EXERCISE REQUIREMENTS:
1/ For each statement about the Colorado ballot column below, answer yes or no and quote the column's exact deciding words: (a) Measures LL and MM would raise taxes on families earning more than $300,000. (b) The column describes the new free school lunch program as under budget. (c) The column calls the election a morality play.
2/ Copy out the stretch of the Colorado ballot column from "Do we support" through "own lunchroom sandwich.".

TEXT SEGMENT:
'''

This election tests Coloradans’ willingness to act on class envy | CALDARA

Jon Caldara

Everyone knows there’s no such thing as a free lunch. All the same Colorado voters will be tested this fall if they know that.

Expectations are that modern, middle-class Coloradans will deny the “no such thing as a free lunch” truism. They will likely double-down on buying their kids “free school lunch,” with other people’s money, without acknowledging what depraved values they are modeling for their children in the process.

Statewide referred measures LL and MM allow the state to keep excess tax revenue from our sputtering, over-budget new “free school lunch” program and increase taxes on families who make more than $300,000.

Yes, this issue has tax and fiscal repercussions, but really this election is a morality play: who are we and what do we value. The election tests our willingness to act on our class envy.

Do we support taking even more money from people we’re jealous of and giving it to, not the neediest, but ourselves — the middle-class families more than able to buy Johnny his own lunchroom sandwich.

This election is a precise proxy vote, a barometer on our tolerance of class resentment, nannyism and central planning.

There was a time when proud middle-class families wouldn’t dream of taking a handout to buy their kids a meal or really much of anything. And the thought of that money coming only from your neighbor in the nicer house would have been even more repugnant. “What, do they think we are incapable of paying for our kids’ lunch?! Do they think we can’t make good decisions on what to feed our kid? Are we wards of the state now?!”

Of course, those were our values before we turned our state into a progressive paradise. That was then. Today our learned resentment of the “wealthy” who oppress us tempts us to find some way to get even.

Forcing them to buy our kids a “free” meal is the collectivist version of keying their car. It won’t break them, but it’ll cost them. And oh, they’ll know somebody hates them, but they won’t exactly know who.

'''

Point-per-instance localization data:
'''

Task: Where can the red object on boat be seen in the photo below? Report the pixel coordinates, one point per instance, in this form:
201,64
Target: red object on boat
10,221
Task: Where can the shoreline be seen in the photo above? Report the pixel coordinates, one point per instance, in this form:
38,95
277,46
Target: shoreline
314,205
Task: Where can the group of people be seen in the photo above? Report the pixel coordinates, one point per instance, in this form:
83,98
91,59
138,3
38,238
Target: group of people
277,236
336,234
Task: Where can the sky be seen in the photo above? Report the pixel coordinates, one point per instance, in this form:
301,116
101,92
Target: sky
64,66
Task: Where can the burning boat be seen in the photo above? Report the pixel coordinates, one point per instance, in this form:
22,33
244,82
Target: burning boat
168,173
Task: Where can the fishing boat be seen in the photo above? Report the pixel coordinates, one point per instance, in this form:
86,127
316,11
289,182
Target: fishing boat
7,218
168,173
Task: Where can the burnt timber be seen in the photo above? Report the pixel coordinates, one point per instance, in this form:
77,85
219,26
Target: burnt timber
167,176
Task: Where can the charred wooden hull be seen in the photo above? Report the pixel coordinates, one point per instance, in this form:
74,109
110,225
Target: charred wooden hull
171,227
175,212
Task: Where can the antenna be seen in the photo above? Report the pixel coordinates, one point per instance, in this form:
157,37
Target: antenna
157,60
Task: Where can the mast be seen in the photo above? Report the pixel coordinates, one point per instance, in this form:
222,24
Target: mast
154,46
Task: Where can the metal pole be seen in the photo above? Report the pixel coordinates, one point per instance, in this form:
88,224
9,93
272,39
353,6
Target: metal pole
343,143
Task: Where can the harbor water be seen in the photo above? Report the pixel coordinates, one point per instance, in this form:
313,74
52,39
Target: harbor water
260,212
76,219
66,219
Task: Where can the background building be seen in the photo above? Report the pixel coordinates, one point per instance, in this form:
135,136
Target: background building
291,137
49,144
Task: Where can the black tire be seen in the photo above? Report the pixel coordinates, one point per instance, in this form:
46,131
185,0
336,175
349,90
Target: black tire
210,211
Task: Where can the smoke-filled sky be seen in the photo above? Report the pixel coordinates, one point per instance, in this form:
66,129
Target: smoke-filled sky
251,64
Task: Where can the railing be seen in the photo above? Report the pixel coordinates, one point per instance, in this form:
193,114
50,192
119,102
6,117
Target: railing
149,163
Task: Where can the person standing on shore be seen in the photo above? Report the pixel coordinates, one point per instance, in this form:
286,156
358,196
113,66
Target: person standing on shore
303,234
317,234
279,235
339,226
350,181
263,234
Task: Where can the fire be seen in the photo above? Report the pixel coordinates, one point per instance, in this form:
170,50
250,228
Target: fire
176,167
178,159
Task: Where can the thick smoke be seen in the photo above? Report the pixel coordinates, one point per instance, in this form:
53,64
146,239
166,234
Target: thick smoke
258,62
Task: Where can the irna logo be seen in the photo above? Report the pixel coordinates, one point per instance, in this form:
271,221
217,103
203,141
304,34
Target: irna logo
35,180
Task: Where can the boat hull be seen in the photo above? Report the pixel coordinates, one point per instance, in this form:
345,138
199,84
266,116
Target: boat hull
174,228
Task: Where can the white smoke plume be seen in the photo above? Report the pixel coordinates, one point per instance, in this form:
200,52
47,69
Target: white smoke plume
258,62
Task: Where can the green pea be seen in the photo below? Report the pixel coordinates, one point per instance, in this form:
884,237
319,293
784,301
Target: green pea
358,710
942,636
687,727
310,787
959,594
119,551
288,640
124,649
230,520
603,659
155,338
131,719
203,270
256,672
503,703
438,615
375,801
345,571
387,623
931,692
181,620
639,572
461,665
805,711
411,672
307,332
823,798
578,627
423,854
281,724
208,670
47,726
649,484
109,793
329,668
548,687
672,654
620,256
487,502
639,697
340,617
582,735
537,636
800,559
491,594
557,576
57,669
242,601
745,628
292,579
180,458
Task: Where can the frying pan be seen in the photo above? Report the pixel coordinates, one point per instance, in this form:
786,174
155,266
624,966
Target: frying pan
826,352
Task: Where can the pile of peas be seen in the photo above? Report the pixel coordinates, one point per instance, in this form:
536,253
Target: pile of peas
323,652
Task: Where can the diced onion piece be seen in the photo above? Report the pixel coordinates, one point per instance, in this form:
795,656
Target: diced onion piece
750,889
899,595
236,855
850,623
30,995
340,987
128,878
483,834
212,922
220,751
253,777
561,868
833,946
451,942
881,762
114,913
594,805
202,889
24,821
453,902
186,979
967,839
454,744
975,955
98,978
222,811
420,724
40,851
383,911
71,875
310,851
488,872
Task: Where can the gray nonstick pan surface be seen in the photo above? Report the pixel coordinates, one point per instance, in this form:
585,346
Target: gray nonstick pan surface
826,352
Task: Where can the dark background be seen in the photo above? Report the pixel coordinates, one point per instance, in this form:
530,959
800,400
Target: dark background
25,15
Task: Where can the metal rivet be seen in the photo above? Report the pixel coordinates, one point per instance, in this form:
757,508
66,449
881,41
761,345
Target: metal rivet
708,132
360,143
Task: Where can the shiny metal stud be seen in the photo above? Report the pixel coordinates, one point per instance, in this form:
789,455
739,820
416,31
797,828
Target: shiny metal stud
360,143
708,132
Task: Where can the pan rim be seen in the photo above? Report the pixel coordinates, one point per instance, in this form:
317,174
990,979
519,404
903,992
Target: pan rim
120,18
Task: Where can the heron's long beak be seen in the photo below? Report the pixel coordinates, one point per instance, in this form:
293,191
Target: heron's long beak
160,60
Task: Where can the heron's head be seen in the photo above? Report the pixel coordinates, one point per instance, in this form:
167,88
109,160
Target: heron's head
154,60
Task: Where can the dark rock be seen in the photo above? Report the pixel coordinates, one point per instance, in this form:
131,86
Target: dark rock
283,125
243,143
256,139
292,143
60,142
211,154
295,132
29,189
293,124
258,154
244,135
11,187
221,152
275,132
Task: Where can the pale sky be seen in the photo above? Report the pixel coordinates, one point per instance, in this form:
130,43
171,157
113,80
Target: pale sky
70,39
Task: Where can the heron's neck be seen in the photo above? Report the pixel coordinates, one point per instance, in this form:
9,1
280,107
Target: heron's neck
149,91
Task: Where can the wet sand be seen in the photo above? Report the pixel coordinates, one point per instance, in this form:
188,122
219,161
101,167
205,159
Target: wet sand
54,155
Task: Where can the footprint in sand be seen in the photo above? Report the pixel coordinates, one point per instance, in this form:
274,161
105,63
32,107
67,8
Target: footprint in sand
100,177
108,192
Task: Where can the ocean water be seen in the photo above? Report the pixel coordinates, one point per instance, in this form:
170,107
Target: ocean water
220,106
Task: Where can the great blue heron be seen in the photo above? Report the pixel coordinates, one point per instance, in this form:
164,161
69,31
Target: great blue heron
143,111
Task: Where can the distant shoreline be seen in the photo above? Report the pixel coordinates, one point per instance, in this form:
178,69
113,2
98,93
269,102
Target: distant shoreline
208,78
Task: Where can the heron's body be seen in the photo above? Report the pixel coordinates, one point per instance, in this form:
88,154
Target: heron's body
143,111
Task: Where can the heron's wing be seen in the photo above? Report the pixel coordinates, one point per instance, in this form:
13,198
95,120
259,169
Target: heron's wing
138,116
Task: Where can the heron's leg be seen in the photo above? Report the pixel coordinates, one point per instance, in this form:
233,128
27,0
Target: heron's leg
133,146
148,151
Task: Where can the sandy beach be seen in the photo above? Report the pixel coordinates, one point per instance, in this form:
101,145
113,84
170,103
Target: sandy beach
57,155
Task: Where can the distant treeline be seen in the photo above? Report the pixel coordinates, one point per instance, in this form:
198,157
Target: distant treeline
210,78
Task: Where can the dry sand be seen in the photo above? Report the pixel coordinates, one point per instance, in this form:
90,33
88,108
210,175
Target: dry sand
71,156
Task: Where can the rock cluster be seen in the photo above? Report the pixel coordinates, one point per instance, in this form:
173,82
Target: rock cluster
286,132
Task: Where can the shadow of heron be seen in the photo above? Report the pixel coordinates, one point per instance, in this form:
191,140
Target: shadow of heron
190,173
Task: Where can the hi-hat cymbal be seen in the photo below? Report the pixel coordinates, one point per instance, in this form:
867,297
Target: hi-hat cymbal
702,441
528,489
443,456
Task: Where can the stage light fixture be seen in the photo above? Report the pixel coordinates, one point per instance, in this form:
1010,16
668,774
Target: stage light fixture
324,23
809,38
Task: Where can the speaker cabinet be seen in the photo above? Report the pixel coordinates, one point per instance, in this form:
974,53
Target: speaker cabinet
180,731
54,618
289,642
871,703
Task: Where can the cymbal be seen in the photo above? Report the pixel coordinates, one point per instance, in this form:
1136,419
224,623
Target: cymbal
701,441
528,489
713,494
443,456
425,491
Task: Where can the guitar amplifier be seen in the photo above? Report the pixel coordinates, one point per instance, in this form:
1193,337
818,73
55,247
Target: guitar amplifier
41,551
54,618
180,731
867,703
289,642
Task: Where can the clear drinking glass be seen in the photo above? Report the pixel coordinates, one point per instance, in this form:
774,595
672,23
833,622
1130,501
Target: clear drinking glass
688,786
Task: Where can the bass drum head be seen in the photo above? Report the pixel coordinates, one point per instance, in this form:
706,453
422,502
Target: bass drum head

'''

SOLVED TASKS:
1/
(a) Yes: "increase taxes on families who make more than $300,000."
(b) No: "our sputtering, over-budget new “free school lunch” program"
(c) Yes: "really this election is a morality play"

2/
Do we support taking even more money from people we’re jealous of and giving it to, not the neediest, but ourselves — the middle-class families more than able to buy Johnny his own lunchroom sandwich.